▶ _THE REQUEST_:
Which lines in the entries below contain the word "jeep"? Pick out each one and copy it.

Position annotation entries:
* * * * * * * * *

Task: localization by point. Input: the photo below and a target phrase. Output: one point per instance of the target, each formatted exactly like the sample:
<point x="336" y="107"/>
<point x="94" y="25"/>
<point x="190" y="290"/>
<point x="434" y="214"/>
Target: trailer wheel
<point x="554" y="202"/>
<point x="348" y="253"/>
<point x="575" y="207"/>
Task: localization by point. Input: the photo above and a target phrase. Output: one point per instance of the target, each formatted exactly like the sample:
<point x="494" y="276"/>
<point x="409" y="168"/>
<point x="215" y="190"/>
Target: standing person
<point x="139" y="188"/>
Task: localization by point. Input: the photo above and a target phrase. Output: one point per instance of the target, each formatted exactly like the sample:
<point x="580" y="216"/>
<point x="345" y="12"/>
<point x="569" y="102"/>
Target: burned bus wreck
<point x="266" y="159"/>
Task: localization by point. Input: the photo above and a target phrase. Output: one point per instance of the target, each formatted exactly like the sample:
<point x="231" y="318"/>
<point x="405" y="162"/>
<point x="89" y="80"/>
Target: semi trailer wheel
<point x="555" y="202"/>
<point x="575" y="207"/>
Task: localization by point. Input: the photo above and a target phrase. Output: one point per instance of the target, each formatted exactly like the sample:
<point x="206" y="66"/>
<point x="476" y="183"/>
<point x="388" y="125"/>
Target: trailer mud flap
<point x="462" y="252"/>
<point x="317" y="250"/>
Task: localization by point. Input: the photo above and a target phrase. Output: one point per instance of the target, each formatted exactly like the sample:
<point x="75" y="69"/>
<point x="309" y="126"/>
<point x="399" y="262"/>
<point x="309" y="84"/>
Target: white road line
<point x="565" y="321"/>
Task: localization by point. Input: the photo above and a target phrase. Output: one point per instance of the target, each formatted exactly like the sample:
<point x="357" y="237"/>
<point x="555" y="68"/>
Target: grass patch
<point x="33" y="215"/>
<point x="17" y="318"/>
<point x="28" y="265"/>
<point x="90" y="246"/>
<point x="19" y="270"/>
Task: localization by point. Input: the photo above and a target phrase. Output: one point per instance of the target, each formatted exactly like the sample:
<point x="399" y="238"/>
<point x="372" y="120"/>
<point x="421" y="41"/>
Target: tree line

* * * * * * * * *

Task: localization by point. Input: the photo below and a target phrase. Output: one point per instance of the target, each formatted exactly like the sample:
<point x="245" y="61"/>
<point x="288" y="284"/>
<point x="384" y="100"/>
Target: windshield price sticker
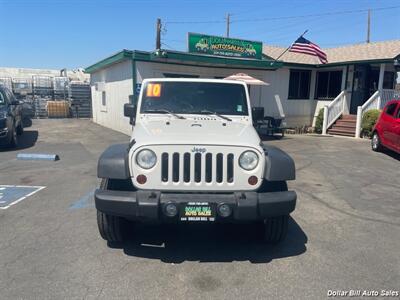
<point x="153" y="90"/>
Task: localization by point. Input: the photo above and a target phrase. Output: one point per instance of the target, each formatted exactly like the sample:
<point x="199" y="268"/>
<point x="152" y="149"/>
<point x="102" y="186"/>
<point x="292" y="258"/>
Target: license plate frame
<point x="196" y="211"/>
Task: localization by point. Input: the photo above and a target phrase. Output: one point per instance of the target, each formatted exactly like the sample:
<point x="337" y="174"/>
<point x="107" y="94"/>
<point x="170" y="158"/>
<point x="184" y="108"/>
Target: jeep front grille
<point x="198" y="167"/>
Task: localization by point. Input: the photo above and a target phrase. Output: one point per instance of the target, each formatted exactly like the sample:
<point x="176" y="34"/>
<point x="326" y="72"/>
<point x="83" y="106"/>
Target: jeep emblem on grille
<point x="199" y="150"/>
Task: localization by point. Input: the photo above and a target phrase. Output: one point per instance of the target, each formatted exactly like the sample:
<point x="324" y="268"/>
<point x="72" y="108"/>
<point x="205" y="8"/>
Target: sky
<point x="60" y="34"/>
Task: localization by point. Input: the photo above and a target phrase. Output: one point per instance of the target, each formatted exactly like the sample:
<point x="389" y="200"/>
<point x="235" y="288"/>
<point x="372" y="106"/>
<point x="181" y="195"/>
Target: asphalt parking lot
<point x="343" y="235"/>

* * * * * * * * *

▶ _COMPLETE ANSWER_:
Target: jeep front grille
Target: jeep emblem on grille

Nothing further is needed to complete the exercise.